Written instruction: From the listing below, pull out every line that contains the word "floor".

Supplied records:
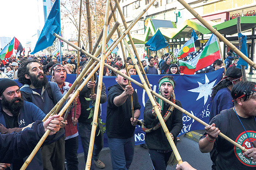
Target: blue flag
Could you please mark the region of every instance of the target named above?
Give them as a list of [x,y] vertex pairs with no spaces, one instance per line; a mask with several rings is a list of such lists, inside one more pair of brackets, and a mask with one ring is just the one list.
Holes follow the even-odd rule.
[[194,38],[194,41],[197,41],[197,39],[198,38],[197,34],[196,34],[196,32],[194,32],[194,30],[193,30],[192,32],[191,33],[191,38],[192,37]]
[[[240,51],[243,53],[243,54],[246,55],[247,57],[248,57],[247,47],[246,47],[246,35],[239,33],[238,37],[242,37],[242,46],[241,47]],[[237,65],[236,66],[236,68],[241,69],[241,65],[245,66],[246,69],[248,68],[248,63],[243,60],[243,59],[241,57],[240,57],[239,60],[237,61]]]
[[53,33],[59,34],[60,30],[60,10],[59,0],[56,0],[40,34],[35,48],[31,54],[52,45],[56,37]]
[[150,46],[149,49],[152,51],[156,51],[168,46],[166,39],[159,29],[151,39],[146,43],[146,45]]

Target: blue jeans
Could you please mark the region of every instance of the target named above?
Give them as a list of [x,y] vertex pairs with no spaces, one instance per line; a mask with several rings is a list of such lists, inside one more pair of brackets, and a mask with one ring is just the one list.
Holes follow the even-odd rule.
[[65,156],[68,170],[78,170],[78,136],[65,141]]
[[154,169],[155,170],[166,169],[167,162],[170,155],[172,155],[172,152],[159,153],[157,150],[149,149],[149,155],[152,163],[153,163]]
[[134,154],[134,136],[123,139],[107,138],[113,169],[129,169]]
[[[99,130],[99,127],[95,133],[95,139],[94,140],[94,146],[93,147],[93,153],[92,159],[97,161],[100,155],[100,153],[103,148],[103,133],[101,132],[97,136]],[[86,164],[87,160],[87,155],[89,150],[89,145],[90,144],[90,134],[92,131],[92,125],[90,123],[78,122],[78,131],[81,138],[82,146],[83,146],[84,153],[84,161]],[[90,169],[94,169],[95,165],[94,161],[91,161]]]

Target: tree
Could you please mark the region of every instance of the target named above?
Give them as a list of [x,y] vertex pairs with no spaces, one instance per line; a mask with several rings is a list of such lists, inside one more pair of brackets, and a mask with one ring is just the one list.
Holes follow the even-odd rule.
[[[96,1],[96,15],[95,16],[95,2]],[[97,37],[95,37],[95,29],[97,36],[98,36],[103,28],[105,16],[106,14],[106,0],[101,1],[90,0],[90,12],[92,17],[92,33],[93,45],[97,40]],[[114,1],[112,0],[112,4],[114,4]],[[86,8],[86,1],[83,0],[81,15],[81,46],[83,45],[86,47],[87,49],[88,46],[88,39],[87,33],[87,17]],[[78,35],[79,26],[79,10],[80,6],[80,0],[62,0],[60,2],[60,11],[62,16],[62,20],[69,20],[75,27],[76,30],[70,30],[76,32]],[[111,11],[109,11],[111,12]],[[109,13],[110,14],[110,13]],[[94,17],[93,17],[94,16]],[[95,20],[96,20],[96,27],[95,27]],[[113,20],[109,22],[109,28],[112,28],[113,25]],[[110,29],[111,28],[109,28]]]

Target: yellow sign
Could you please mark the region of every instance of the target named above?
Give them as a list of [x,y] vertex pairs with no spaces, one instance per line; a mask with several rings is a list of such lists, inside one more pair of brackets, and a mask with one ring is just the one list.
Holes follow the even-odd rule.
[[184,53],[187,53],[188,52],[188,51],[190,50],[190,48],[186,46],[182,48],[182,51]]

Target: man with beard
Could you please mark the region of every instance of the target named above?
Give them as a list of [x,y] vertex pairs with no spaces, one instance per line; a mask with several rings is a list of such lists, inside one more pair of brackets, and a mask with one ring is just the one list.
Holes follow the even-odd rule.
[[[159,93],[165,98],[182,107],[180,102],[175,100],[173,96],[173,92],[175,86],[173,77],[171,75],[163,76],[159,80]],[[160,98],[156,97],[156,100],[158,102],[158,109],[162,116],[169,116],[165,123],[173,140],[176,144],[176,137],[182,128],[182,113],[173,106],[170,107],[169,104]],[[172,150],[163,129],[159,125],[159,119],[156,117],[156,114],[149,99],[147,101],[145,105],[144,119],[147,127],[147,128],[144,129],[147,132],[145,142],[149,148],[154,168],[156,170],[166,169],[169,158],[172,154]]]
[[[126,74],[125,70],[120,71]],[[134,154],[134,131],[139,117],[138,95],[128,80],[117,74],[117,84],[108,88],[106,127],[113,169],[129,169]],[[133,100],[132,117],[131,98]]]
[[[24,61],[18,70],[18,81],[23,85],[21,88],[23,99],[33,103],[45,114],[62,97],[57,84],[48,82],[42,66],[35,60]],[[65,169],[65,130],[62,130],[63,137],[42,148],[44,169]]]
[[[0,123],[7,128],[23,128],[36,121],[41,121],[44,112],[32,103],[23,101],[17,83],[9,79],[0,80]],[[36,155],[27,169],[42,169],[40,152]],[[22,160],[15,161],[13,169],[20,169]]]

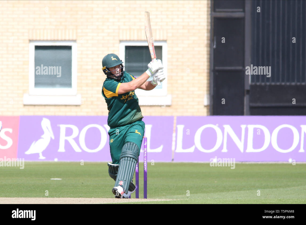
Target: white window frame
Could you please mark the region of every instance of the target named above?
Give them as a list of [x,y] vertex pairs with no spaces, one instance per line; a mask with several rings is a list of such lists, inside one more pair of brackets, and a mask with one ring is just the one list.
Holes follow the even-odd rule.
[[[162,65],[164,66],[164,72],[166,77],[166,79],[162,82],[162,88],[161,89],[154,88],[149,91],[138,88],[136,90],[135,92],[138,97],[140,105],[170,105],[171,104],[171,96],[167,94],[168,79],[166,77],[168,58],[167,42],[163,41],[155,41],[154,45],[162,47]],[[126,46],[147,47],[148,43],[147,41],[120,41],[119,46],[119,57],[123,61],[124,66],[125,65],[124,59],[125,54],[125,47]],[[145,72],[144,71],[144,72]]]
[[[41,88],[35,87],[35,46],[71,46],[71,88]],[[76,94],[76,42],[75,41],[30,41],[29,49],[29,94],[24,95],[24,105],[79,105],[80,94]]]

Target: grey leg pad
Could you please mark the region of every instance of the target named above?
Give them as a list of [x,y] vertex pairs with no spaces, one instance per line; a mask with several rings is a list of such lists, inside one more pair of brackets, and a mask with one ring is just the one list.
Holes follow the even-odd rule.
[[[131,181],[138,159],[138,150],[137,145],[131,142],[126,143],[122,148],[115,186],[120,185],[123,188],[126,194],[129,190],[132,191],[135,189],[135,186]],[[130,184],[133,187],[130,186]],[[133,190],[130,189],[133,188]]]

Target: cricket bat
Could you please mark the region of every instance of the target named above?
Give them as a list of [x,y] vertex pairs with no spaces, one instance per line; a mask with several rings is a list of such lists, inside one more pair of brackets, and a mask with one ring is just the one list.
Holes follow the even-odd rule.
[[[144,12],[144,30],[146,32],[146,36],[148,41],[149,50],[151,55],[151,58],[152,61],[156,61],[156,55],[155,54],[155,49],[154,47],[154,38],[152,35],[152,31],[151,29],[151,23],[150,22],[150,14],[148,12]],[[157,81],[158,84],[160,85],[160,82]]]

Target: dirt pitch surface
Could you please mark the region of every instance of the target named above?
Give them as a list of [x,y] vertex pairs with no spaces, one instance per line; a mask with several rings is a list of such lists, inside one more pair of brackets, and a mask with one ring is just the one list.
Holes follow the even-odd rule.
[[146,199],[143,198],[121,199],[114,198],[0,198],[0,204],[103,204],[170,201],[169,199]]

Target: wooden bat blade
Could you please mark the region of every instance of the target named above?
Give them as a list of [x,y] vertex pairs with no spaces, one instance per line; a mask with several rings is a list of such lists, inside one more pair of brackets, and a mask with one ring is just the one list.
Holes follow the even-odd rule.
[[152,29],[151,28],[150,14],[148,12],[144,12],[144,30],[149,46],[149,50],[151,55],[151,58],[153,60],[154,59],[156,59],[156,55],[155,54],[155,49],[154,47],[154,39],[153,38]]

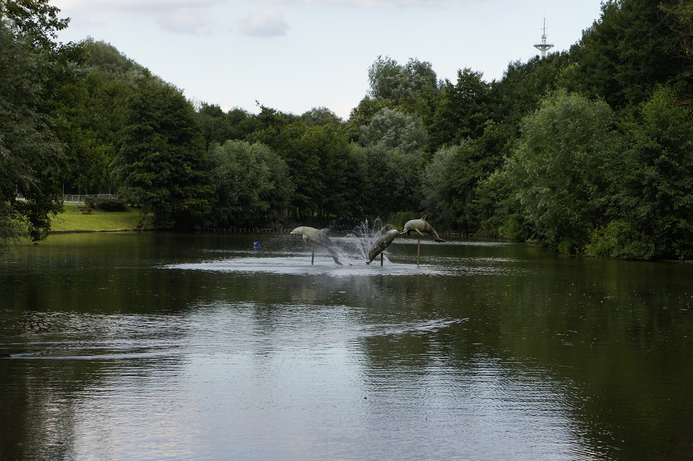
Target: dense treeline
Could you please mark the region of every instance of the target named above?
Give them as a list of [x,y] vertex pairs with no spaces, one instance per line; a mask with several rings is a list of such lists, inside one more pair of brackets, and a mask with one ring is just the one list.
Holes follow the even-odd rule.
[[427,212],[568,254],[693,256],[685,0],[605,1],[570,50],[499,81],[378,57],[347,121],[193,105],[107,43],[55,43],[59,13],[0,0],[4,247],[22,228],[44,236],[64,191],[117,193],[161,229]]

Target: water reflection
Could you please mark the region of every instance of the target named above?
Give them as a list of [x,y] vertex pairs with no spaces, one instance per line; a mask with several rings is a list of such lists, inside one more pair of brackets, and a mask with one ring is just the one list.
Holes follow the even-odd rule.
[[52,237],[0,263],[0,459],[693,452],[691,266],[462,242],[417,268],[396,240],[342,267],[258,238]]

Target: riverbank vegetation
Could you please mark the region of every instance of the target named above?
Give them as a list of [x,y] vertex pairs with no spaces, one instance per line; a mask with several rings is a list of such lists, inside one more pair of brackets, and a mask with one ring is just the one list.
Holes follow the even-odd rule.
[[569,50],[498,81],[378,57],[345,121],[193,104],[108,43],[56,43],[59,15],[0,0],[5,247],[20,224],[45,236],[60,192],[117,193],[160,229],[426,212],[439,228],[566,254],[693,257],[685,0],[605,1]]

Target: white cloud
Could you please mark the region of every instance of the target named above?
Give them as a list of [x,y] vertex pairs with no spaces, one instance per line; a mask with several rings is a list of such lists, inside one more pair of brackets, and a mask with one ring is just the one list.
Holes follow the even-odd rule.
[[205,8],[225,0],[52,0],[61,10],[89,13],[173,11],[179,8]]
[[[270,3],[299,5],[342,5],[355,8],[439,6],[450,0],[268,0]],[[480,1],[481,0],[458,0]]]
[[212,33],[212,21],[203,11],[179,8],[157,15],[156,22],[162,29],[172,32],[203,35]]
[[242,30],[245,35],[253,36],[277,36],[286,35],[289,25],[279,10],[252,13],[241,21]]

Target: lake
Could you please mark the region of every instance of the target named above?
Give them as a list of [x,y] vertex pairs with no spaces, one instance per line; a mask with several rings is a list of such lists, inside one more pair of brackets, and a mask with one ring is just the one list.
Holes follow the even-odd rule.
[[334,240],[15,249],[0,459],[693,459],[693,265]]

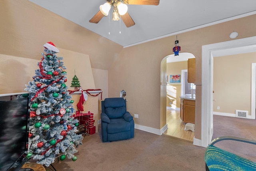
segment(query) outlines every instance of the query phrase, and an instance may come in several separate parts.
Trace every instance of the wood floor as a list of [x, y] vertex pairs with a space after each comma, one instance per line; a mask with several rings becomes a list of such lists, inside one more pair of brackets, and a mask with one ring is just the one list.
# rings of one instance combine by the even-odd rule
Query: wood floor
[[185, 123], [180, 118], [180, 111], [166, 109], [166, 123], [168, 129], [164, 134], [193, 141], [195, 133], [184, 130]]

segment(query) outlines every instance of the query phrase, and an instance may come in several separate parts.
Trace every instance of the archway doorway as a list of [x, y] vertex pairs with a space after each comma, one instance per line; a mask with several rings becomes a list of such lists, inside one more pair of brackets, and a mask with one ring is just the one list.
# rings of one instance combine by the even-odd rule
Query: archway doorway
[[[187, 82], [187, 78], [185, 76], [187, 75], [188, 60], [192, 58], [195, 58], [195, 56], [189, 53], [180, 53], [178, 56], [170, 55], [163, 59], [161, 67], [161, 69], [165, 68], [163, 66], [166, 65], [166, 68], [161, 70], [161, 78], [163, 80], [164, 78], [166, 78], [161, 85], [164, 86], [164, 88], [161, 89], [161, 94], [164, 96], [164, 91], [165, 91], [166, 94], [166, 102], [165, 105], [163, 105], [161, 111], [166, 110], [168, 127], [164, 133], [191, 141], [193, 141], [194, 133], [191, 130], [184, 130], [185, 123], [180, 118], [180, 97], [186, 93], [187, 87], [189, 86], [189, 90], [191, 90], [190, 86], [188, 86], [190, 84]], [[170, 82], [170, 75], [173, 74], [177, 74], [180, 77], [180, 82]]]

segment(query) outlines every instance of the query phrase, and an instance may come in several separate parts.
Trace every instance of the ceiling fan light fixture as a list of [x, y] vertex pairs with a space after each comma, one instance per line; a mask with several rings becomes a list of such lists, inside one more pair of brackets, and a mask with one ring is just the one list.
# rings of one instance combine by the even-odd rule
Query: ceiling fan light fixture
[[120, 20], [120, 17], [119, 16], [119, 13], [118, 13], [118, 12], [117, 11], [116, 3], [114, 3], [113, 6], [114, 6], [114, 10], [113, 10], [112, 21], [119, 21]]
[[126, 4], [119, 2], [117, 3], [117, 9], [118, 10], [119, 14], [122, 16], [127, 12], [128, 7]]
[[111, 6], [109, 2], [106, 2], [103, 5], [100, 6], [100, 12], [104, 16], [107, 16], [108, 15], [108, 12], [110, 10]]
[[119, 17], [119, 14], [118, 14], [117, 10], [114, 10], [113, 11], [113, 17], [112, 18], [112, 21], [119, 21], [120, 20], [120, 17]]

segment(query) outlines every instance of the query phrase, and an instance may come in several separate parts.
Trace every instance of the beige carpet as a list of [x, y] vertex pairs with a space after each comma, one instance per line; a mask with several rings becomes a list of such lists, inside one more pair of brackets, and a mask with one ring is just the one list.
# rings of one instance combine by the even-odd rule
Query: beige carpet
[[205, 148], [190, 141], [136, 129], [132, 139], [102, 143], [100, 134], [84, 137], [76, 161], [52, 165], [60, 171], [205, 170]]
[[[256, 141], [256, 120], [214, 115], [212, 139], [224, 136]], [[256, 145], [227, 140], [218, 142], [214, 145], [256, 162]]]

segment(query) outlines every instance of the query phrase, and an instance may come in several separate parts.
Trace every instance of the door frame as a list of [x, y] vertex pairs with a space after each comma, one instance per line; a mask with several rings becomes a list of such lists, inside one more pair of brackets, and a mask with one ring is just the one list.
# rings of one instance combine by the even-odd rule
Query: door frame
[[[212, 84], [213, 58], [218, 51], [256, 45], [256, 36], [237, 39], [202, 46], [202, 103], [201, 142], [198, 144], [207, 147], [211, 142], [213, 132]], [[242, 53], [246, 53], [244, 52]]]

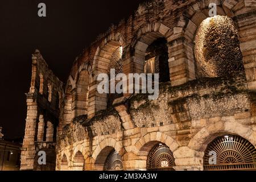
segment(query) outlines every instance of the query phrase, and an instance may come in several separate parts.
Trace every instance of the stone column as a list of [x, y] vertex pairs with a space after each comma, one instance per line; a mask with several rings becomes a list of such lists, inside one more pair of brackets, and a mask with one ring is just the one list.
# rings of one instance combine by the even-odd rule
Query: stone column
[[37, 141], [43, 142], [44, 140], [44, 120], [43, 115], [39, 116], [39, 122], [38, 123], [38, 130]]
[[182, 85], [196, 78], [193, 46], [184, 37], [168, 42], [168, 62], [172, 86]]
[[50, 122], [47, 122], [47, 129], [46, 130], [46, 142], [53, 142], [53, 125]]

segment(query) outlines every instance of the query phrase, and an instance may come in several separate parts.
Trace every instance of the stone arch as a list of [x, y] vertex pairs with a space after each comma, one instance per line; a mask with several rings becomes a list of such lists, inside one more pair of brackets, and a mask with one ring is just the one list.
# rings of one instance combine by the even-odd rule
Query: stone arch
[[65, 154], [61, 158], [60, 171], [68, 171], [68, 160]]
[[63, 151], [59, 158], [60, 171], [69, 171], [71, 166], [70, 153], [68, 151]]
[[43, 142], [44, 140], [45, 126], [44, 119], [44, 116], [43, 114], [40, 114], [39, 117], [36, 127], [36, 129], [37, 130], [36, 132], [37, 142]]
[[[253, 22], [255, 22], [255, 13], [248, 14], [248, 13], [255, 11], [256, 10], [255, 3], [246, 0], [202, 0], [195, 3], [183, 13], [177, 26], [174, 28], [174, 30], [179, 30], [176, 34], [174, 33], [174, 39], [180, 36], [184, 36], [187, 42], [187, 51], [190, 55], [188, 56], [191, 58], [188, 63], [194, 62], [193, 42], [198, 27], [203, 20], [209, 17], [208, 6], [210, 2], [214, 2], [217, 5], [217, 15], [228, 16], [233, 19], [235, 27], [238, 32], [240, 47], [242, 53], [246, 78], [249, 82], [248, 86], [250, 89], [255, 89], [256, 77], [253, 72], [255, 68], [254, 64], [252, 64], [254, 59], [251, 55], [254, 54], [256, 49], [255, 46], [252, 46], [256, 44], [256, 40], [255, 39], [251, 39], [255, 27], [251, 26]], [[242, 15], [246, 14], [247, 20], [245, 20]]]
[[41, 94], [44, 93], [44, 77], [41, 73], [39, 73], [39, 93]]
[[72, 160], [73, 162], [73, 171], [83, 171], [85, 168], [85, 159], [82, 152], [78, 151], [75, 153], [75, 155]]
[[256, 148], [250, 141], [240, 135], [226, 134], [208, 145], [204, 170], [255, 170], [255, 163]]
[[47, 129], [46, 129], [46, 142], [53, 142], [54, 136], [54, 126], [53, 124], [49, 121], [47, 121]]
[[247, 139], [256, 147], [256, 132], [250, 126], [235, 122], [220, 121], [201, 129], [190, 140], [188, 147], [195, 151], [204, 152], [214, 138], [225, 134], [234, 134]]
[[96, 170], [102, 171], [104, 169], [106, 160], [110, 152], [113, 150], [115, 150], [118, 152], [121, 157], [125, 152], [125, 150], [122, 147], [121, 142], [117, 141], [113, 138], [108, 138], [100, 143], [100, 144], [97, 146], [92, 155]]
[[90, 83], [88, 115], [92, 117], [95, 113], [107, 107], [106, 94], [99, 94], [97, 90], [100, 73], [108, 74], [113, 53], [120, 47], [125, 48], [125, 39], [120, 33], [112, 34], [103, 40], [98, 47], [92, 68], [92, 79]]
[[[242, 63], [242, 55], [241, 52], [240, 51], [240, 47], [239, 45], [239, 40], [237, 36], [234, 36], [234, 38], [231, 38], [232, 36], [227, 37], [230, 37], [230, 41], [232, 41], [234, 44], [232, 44], [233, 46], [225, 46], [224, 48], [221, 48], [221, 47], [218, 46], [214, 46], [213, 47], [215, 48], [216, 49], [216, 51], [228, 51], [227, 52], [230, 52], [230, 56], [232, 57], [232, 55], [236, 53], [237, 55], [235, 56], [235, 57], [237, 59], [237, 60], [234, 60], [233, 63], [232, 64], [234, 64], [234, 67], [236, 69], [234, 69], [233, 68], [228, 69], [228, 68], [229, 67], [233, 67], [232, 65], [229, 65], [229, 64], [224, 64], [224, 67], [218, 66], [218, 64], [217, 63], [210, 62], [210, 63], [208, 63], [209, 61], [209, 57], [207, 58], [207, 61], [204, 61], [202, 60], [204, 60], [202, 59], [202, 57], [200, 57], [200, 59], [199, 59], [197, 57], [199, 56], [198, 51], [196, 52], [195, 49], [196, 48], [196, 45], [198, 45], [198, 43], [196, 44], [195, 41], [196, 40], [197, 38], [197, 31], [201, 30], [202, 27], [206, 30], [206, 28], [204, 28], [205, 26], [202, 26], [203, 22], [210, 22], [210, 21], [206, 21], [208, 18], [209, 18], [209, 5], [210, 3], [211, 3], [212, 1], [201, 1], [200, 2], [197, 2], [196, 3], [193, 4], [193, 5], [191, 6], [189, 8], [187, 9], [186, 11], [183, 13], [183, 16], [181, 16], [180, 18], [180, 20], [177, 25], [176, 27], [175, 27], [175, 28], [180, 28], [180, 32], [183, 34], [184, 34], [184, 37], [185, 39], [185, 41], [187, 42], [187, 49], [189, 51], [190, 56], [188, 56], [188, 59], [189, 60], [189, 61], [190, 63], [195, 63], [195, 69], [196, 69], [196, 73], [200, 73], [202, 71], [204, 71], [205, 69], [208, 70], [205, 73], [198, 73], [197, 75], [197, 77], [204, 77], [204, 76], [210, 76], [210, 77], [218, 77], [218, 76], [221, 76], [222, 75], [226, 74], [226, 73], [232, 72], [233, 72], [233, 70], [238, 69], [239, 71], [240, 70], [242, 70], [242, 71], [244, 71], [243, 64]], [[230, 20], [231, 22], [232, 18], [234, 16], [234, 13], [232, 11], [232, 6], [236, 5], [236, 3], [235, 3], [235, 1], [232, 2], [232, 3], [233, 3], [234, 5], [232, 6], [232, 5], [230, 5], [230, 2], [228, 2], [227, 1], [224, 1], [224, 2], [222, 3], [222, 1], [212, 1], [212, 2], [214, 2], [216, 4], [217, 6], [217, 15], [220, 15], [220, 16], [228, 16], [228, 17], [230, 18], [230, 19], [228, 19], [225, 17], [223, 17], [223, 18], [221, 19], [221, 16], [214, 16], [216, 18], [214, 18], [214, 21], [216, 20], [220, 20], [221, 19], [222, 21], [228, 21]], [[223, 20], [222, 20], [223, 19]], [[233, 25], [231, 25], [230, 23], [228, 23], [226, 24], [229, 24], [228, 27], [230, 28], [230, 32], [231, 34], [234, 34], [236, 30], [238, 30], [237, 28], [237, 24], [236, 21], [232, 19], [232, 22], [233, 22], [233, 24], [234, 25], [234, 28], [233, 28]], [[226, 24], [226, 23], [223, 23], [223, 24], [225, 23]], [[208, 26], [209, 27], [211, 27], [211, 26]], [[223, 30], [223, 31], [226, 31], [226, 30], [225, 28], [220, 28], [220, 30]], [[236, 30], [235, 31], [235, 30]], [[218, 33], [219, 32], [220, 30], [218, 31]], [[208, 34], [210, 34], [212, 31], [208, 32]], [[199, 34], [200, 36], [202, 36], [202, 38], [200, 38], [200, 40], [205, 39], [205, 38], [203, 38], [201, 32]], [[219, 35], [219, 34], [218, 34]], [[224, 34], [225, 35], [225, 34]], [[207, 38], [210, 38], [211, 36], [209, 35], [209, 36], [207, 36]], [[210, 39], [209, 38], [209, 40]], [[220, 42], [220, 44], [221, 43], [221, 39], [219, 40], [218, 42]], [[203, 40], [202, 40], [203, 41]], [[217, 43], [216, 43], [217, 44]], [[210, 45], [212, 44], [207, 44], [207, 45]], [[228, 44], [227, 44], [228, 45]], [[229, 45], [229, 44], [228, 44]], [[218, 46], [218, 45], [217, 45]], [[209, 47], [207, 47], [208, 49], [209, 49], [210, 47], [210, 46], [208, 46]], [[231, 47], [236, 47], [235, 48], [232, 48]], [[218, 47], [217, 48], [216, 47]], [[228, 51], [227, 49], [228, 49], [230, 47], [230, 50]], [[238, 47], [238, 48], [240, 50], [236, 51], [236, 48]], [[208, 49], [206, 49], [207, 50]], [[212, 48], [211, 48], [212, 49]], [[198, 48], [197, 48], [198, 49]], [[203, 48], [200, 48], [199, 50], [201, 52]], [[212, 49], [214, 50], [214, 49]], [[209, 51], [208, 53], [209, 55], [209, 53], [210, 53], [210, 55], [212, 56], [214, 55], [214, 51]], [[232, 51], [234, 51], [234, 52], [231, 52]], [[204, 51], [204, 53], [207, 53], [207, 51]], [[196, 53], [197, 52], [197, 53]], [[225, 55], [223, 54], [220, 52], [220, 54], [222, 55]], [[215, 55], [216, 56], [216, 55]], [[196, 59], [197, 57], [197, 59]], [[227, 55], [225, 56], [225, 58], [224, 58], [223, 61], [225, 61], [226, 59], [228, 59], [229, 56]], [[219, 60], [220, 61], [221, 60], [221, 56], [220, 56], [220, 57], [218, 57], [217, 59], [218, 60], [218, 61]], [[232, 58], [230, 58], [231, 60]], [[213, 59], [213, 60], [214, 59]], [[216, 59], [215, 59], [216, 60]], [[199, 61], [200, 60], [200, 61]], [[203, 61], [203, 64], [201, 65], [201, 63]], [[230, 63], [229, 61], [227, 61], [227, 63]], [[236, 65], [235, 65], [236, 64]], [[199, 70], [197, 70], [199, 69]], [[223, 70], [222, 70], [223, 69]], [[229, 71], [229, 72], [226, 72], [226, 70]], [[204, 71], [203, 71], [204, 72]], [[208, 75], [208, 76], [207, 76]]]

Correct output:
Trace every instance of the wood floor as a list of [x, y] vertex pairs with a space after each comma, one instance per line; a mask with several rings becomes a list of such lists, inside one more pair of brackets, and a mask with one ring is just the one list.
Query: wood floor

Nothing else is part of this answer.